---------- SOURCE EXTRACT ----------
Partisan battles over appointments to the five-member board, lengthy board vacancies, delays of five years or more in decisions, and flip-flopping of precedents are forcing workers to seek other avenues through which to deal with employers, he and others said. But Gould and some union supporters said the board is trying to breathe new life into the Act, which was designed in 1935 to encourage collective bargaining. That “new life” is evident, they said, in a series of rulings since last summer led by the board's three Democratic members and opposed by its now lone Republican member (a second Republican seat became vacant in August).
The board, for example, has announced it will reconsider three major rulings by the prior Republican-led board. The rulings include one that held that graduate students are excluded from the definition of “employee” under the act. Another held that, when a new employer takes over a company that has a union, the union's majority support can be challenged by employees, the employer or a rival union. The third ruling found that an employer's voluntary recognition of a union, based on the union's showing of majority status, does not bar a rival union's decertification petition. The petition must be filed within 45 days of employees getting notice of the employer's voluntary recognition. The finding applies even if the employer and the union have signed a collective-bargaining agreement.
Protecting Core Rights
NLRB Chairwoman Wilma Liebman, a Clinton appointee in 1997, said the nation's labor law, while dated in some respects, still protects core rights that are vital. She also rejected the dire forecast of the business community that the board is on the verge of radical change. However, “in terms of decision-making itself, there will definitely be a different approach to this law than existed during the Battista board,” she emphasized, referring to former chairman Robert Battista, appointed by former President George W. Bush.
---------- DATASET CONTENT ----------
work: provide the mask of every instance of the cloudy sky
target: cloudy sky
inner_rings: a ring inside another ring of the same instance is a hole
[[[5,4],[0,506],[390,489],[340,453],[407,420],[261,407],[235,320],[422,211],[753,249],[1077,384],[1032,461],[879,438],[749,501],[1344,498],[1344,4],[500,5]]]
----------
INSTRUCTIONS:
1. From the labor board text, reproduce everything between "The board, for" and "a collective-bargaining agreement.", inclusive.
2. Turn the paragraph of the labor board text that begins "The board, for example" into a short list, keeping its main facts.
3. Resume the labor board text after its final sentence and add the next passage.

TASK-BY-TASK ANSWERS:
1.
The board, for example, has announced it will reconsider three major rulings by the prior Republican-led board. The rulings include one that held that graduate students are excluded from the definition of “employee” under the act. Another held that, when a new employer takes over a company that has a union, the union's majority support can be challenged by employees, the employer or a rival union. The third ruling found that an employer's voluntary recognition of a union, based on the union's showing of majority status, does not bar a rival union's decertification petition. The petition must be filed within 45 days of employees getting notice of the employer's voluntary recognition. The finding applies even if the employer and the union have signed a collective-bargaining agreement.

2.
The board will reconsider three major rulings by the prior Republican-led board:
- Graduate students are excluded from the definition of "employee" under the act.
- When a new employer takes over a company that has a union, employees, the employer or a rival union can challenge the union's majority support.
- An employer's voluntary recognition of a union based on a showing of majority status does not bar a rival union's decertification petition. The petition must be filed within 45 days of employees getting notice of the recognition. This applies even if the employer and union have signed a collective-bargaining agreement.

3.
Partisan Divide
President Obama's three appointments to the board last spring ended a 27-month period in which Liebman and Peter Schaumber, whose term expired in August, were the only board members. The partisan stalemate in the Senate over filling the board's vacancies is just one example of a system “beyond broken,” said John Raudabaugh, counsel to Nixon Peabody and a former George H.W. Bush appointee to the board. “It is moribund at this point. We're not pointing fingers at any individual or political parties. It's just not meaningful.”
Changes to the NLRA are just as politically divisive as changes in board membership and always have been, said Charles Craver of George Washington University Law School. “I think the statute really is broken and it does have to be changed,” he added, but changes are always “left wing and right wing,” and labor versus management.
The Act, he said, was designed for an industrial economy in which big unions went into the steel and auto industries. “I don't think it takes into account a 21st-century economy, which is global and more service and white-collar.”
The Act also is somewhat at war with itself. When it was enacted, the statute encouraged collective bargaining and established unfair labor practices by employers. The last major change to the act ' the Taft-Hartley amendments of 1947 ' was a response to a series of strikes. The amendments established unfair labor practices by unions and protection of a right to refrain from joining a union equal to protection of the right to join one.
“Is the board to be totally neutral or to encourage collective bargaining?” Liebman asked. “The Battista board said the free choice, the right to refrain, has statutory pre-eminence over the general policy to encourage collective bargaining. I took pretty strong issue with that. In my view, you have to balance both.”
The tension exists in many of the board's cases. How it is resolved often appears to depend on whether the board's majority has a labor or a management bent. Frequent turnover on the board as each new president gets to fill vacancies creates the flip-flopping on precedent that bedevils both unions and management.
Flip-Flops
The tension Liebman described is present in one of the board's recent and most controversial actions: calling for reconsideration of a 2007 decision known as Dana Corp. A divided board in Dana drastically reduced the window in which a union, voluntarily recognized by an employer based on signed authorization cards, can negotiate a contract before there is an election to decertify the union or support a rival union.
“Dana is a set of rules the Battista board created, and the rules were completely novel,” said Liebman. “Dana itself overturned a 40-year-old precedent. I dissented in the Dana case. We're asking for briefing. Who knows what we'll do with it.”
But the flip-flopping is also because the nature of board appointments has changed in the past 40 years, according to Gould, Craver and others. “It's a political agency,” Craver said. “Always when you have a new administration, the president will name three people. Richard Nixon started appointing advocates for management. Prior to that time, they tried to have more neutral appointees. Now it goes back and forth between labor and management.”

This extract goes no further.